INSTRUCTIONS TO FOLLOW:
Please answer these questions about the recipe:
1. How long is the chicken cooked on each side before the apple juice mixture goes in?
2. For how many minutes is the remaining liquid gently boiled?
3. Which three ingredients are mixed in a small bowl before being added to the skillet for the sauce?

To Prepare: Combine apple juice, Dijon mustard, lemon juice, shallot, thyme, rosemary, and black pepper in a small bowl. Set aside.

Heat olive oil in a medium skillet over medium-high heat. Add chicken breasts and cook for 2 to 3 minutes on each side, until lightly browned. Add apple juice mixture. Reduce heat to medium. Simmer, covered, for 5 to 7 minutes, until chicken is no longer pink. Remove chicken from skillet and keep warm.

Gently boil remaining liquid for 3 minutes, until slightly reduced in volume. Mix sour cream, honey, and cornstarch in a small bowl. Add to skillet. Cook and stir until sauce is bubbly and has thickened. Pour sauce over warm chicken and serve immediately.

INFORMATION SUPPLIED:

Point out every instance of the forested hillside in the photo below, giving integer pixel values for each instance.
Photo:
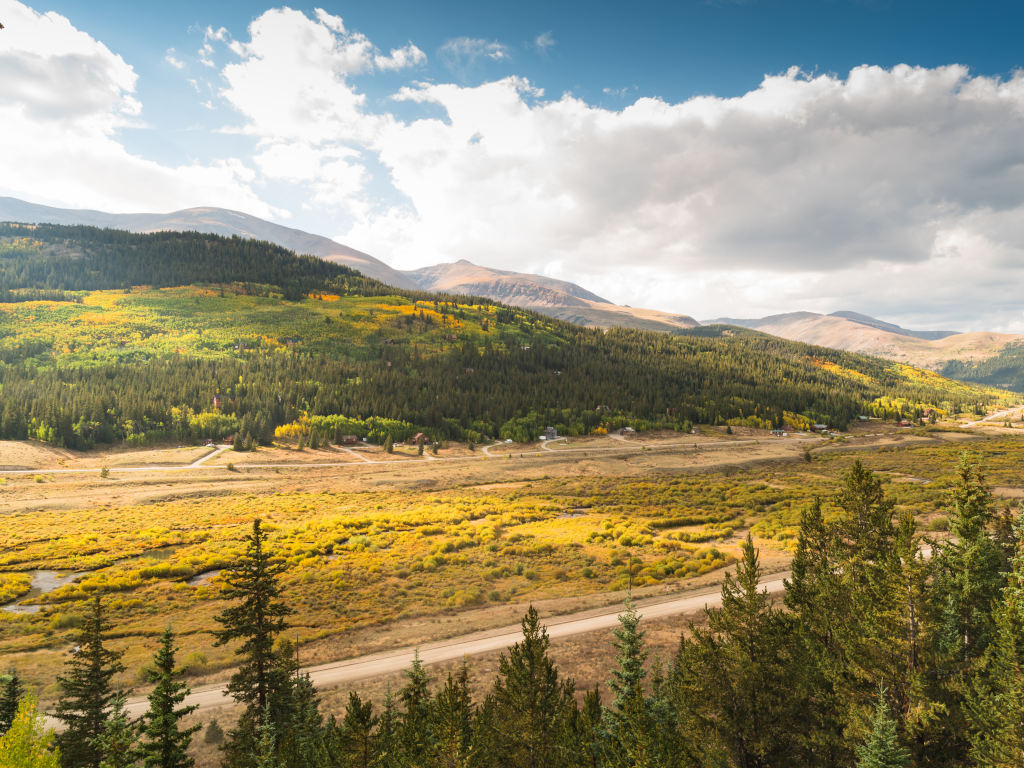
(240, 337)
(890, 651)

SOLUTION FOR THIS TASK:
1. 2 to 3 minutes
2. 3 minutes
3. Sour cream, honey, and cornstarch